The new Vanguard ETFs follow the same mandates, benchmarks, management teams and expense ratios of the admiral class versions of the mutual funds. They are essentially mirror images of each other. However, as we’ve seen with other copycat active ETFs, the ETF usually wins out over the mutual fund. Smaller assets under management, lower expenses, as well as less tax and cash drag due the creation/redemption mechanism drive outperformance.
Bonds are Great With Active
The interesting thing about Vanguard’s launch is that it follows a trend for the firm. Its last active ETF was launched two years ago. That fund, the Vanguard Ultra-Short Bond ETF, was also a fixed income fund.
Bonds have quickly become the place for active managers to shine. There’s over 65,000 fixed income securities U.S. alone, and often major indexes come up short in their allocations and exposures. Many times, fixed income indexes will overweight those entities with the most debt outstanding, providing exposure to the biggest debtors. Meanwhile, many leave out whole swaths of the market.
But active managers don’t have to look like the index. They can overweight segments, change durations and buy values amid the wreckage. As such, many active bond funds are able to outperform their benchmarks consistently.
ETFs have unlocked those benefits. As we said in the opening, lower fees and lower tax potential have driven the extra return potential of active management into the stratosphere. By using the structure, investors can actually reap the benefits. With that, many firms – not just Vanguard – have launched active bond ETFs over the last year.
Vanguard Active ETFs
These ETFs are selected based on Vanguard’s active management expertise. They are sorted by their YTD total return, which ranges between -2.5% and 1%. Their expense ratio ranges from 0.10% to 0.18%, while they have AUM between $63M and $4.1B. They are currently yielding between 0% and 5.2%.

__DATA RECORDS__.
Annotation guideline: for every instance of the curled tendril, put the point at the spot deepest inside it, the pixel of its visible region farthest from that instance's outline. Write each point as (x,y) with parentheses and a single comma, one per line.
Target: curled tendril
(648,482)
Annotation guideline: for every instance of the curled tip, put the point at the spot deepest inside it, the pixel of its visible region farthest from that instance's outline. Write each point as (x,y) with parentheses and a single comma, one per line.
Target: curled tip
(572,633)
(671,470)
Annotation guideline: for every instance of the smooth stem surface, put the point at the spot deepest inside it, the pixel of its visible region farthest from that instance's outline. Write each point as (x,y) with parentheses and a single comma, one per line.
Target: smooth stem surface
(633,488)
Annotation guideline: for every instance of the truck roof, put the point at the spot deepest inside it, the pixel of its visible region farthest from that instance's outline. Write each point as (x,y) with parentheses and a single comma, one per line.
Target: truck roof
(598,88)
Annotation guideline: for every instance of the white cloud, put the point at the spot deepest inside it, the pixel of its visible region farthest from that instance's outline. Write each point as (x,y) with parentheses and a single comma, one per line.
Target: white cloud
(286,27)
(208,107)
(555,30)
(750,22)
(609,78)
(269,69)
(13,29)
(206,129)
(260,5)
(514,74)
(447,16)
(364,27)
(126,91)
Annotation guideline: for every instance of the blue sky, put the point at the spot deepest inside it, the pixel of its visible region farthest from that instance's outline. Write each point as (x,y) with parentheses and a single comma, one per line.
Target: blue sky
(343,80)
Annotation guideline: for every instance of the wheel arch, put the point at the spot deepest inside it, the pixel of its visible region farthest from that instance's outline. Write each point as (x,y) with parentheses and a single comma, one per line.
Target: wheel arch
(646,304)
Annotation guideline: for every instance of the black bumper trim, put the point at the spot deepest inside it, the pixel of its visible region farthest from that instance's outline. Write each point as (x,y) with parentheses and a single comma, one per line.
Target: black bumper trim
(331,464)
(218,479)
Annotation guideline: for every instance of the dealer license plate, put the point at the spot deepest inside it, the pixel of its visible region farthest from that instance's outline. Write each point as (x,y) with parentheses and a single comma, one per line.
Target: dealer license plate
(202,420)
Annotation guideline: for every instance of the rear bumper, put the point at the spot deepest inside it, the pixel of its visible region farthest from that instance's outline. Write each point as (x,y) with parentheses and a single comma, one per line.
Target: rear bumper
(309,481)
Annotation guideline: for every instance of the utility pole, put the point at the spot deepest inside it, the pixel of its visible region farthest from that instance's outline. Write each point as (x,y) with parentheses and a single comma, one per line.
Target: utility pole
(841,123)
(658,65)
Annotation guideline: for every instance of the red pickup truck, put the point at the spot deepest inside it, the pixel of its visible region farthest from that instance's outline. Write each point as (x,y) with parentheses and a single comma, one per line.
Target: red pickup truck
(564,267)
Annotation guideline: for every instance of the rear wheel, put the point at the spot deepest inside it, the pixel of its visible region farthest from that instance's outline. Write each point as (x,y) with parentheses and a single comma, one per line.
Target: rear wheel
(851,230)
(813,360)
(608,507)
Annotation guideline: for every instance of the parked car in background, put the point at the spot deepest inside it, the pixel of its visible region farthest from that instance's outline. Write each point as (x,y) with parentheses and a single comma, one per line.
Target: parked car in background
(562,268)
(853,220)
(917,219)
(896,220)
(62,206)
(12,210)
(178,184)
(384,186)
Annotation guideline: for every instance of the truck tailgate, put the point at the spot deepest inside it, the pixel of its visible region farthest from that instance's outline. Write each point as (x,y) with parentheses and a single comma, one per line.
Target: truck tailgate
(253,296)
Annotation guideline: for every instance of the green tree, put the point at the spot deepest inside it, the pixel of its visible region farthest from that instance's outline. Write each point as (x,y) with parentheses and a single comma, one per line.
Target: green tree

__QUESTIONS__.
- A) In the passage on Vanguard's active ETFs, what was the firm's previous active ETF, launched two years earlier?
- B) From the passage on Vanguard's active ETFs, return the text from "But active managers" up to and including "0% and 5.2%.".

__SOLUTIONS TO THE PROBLEMS__.
- A) The Vanguard Ultra-Short Bond ETF.

- B)
But active managers don’t have to look like the index. They can overweight segments, change durations and buy values amid the wreckage. As such, many active bond funds are able to outperform their benchmarks consistently.
ETFs have unlocked those benefits. As we said in the opening, lower fees and lower tax potential have driven the extra return potential of active management into the stratosphere. By using the structure, investors can actually reap the benefits. With that, many firms – not just Vanguard – have launched active bond ETFs over the last year.
Vanguard Active ETFs
These ETFs are selected based on Vanguard’s active management expertise. They are sorted by their YTD total return, which ranges between -2.5% and 1%. Their expense ratio ranges from 0.10% to 0.18%, while they have AUM between $63M and $4.1B. They are currently yielding between 0% and 5.2%.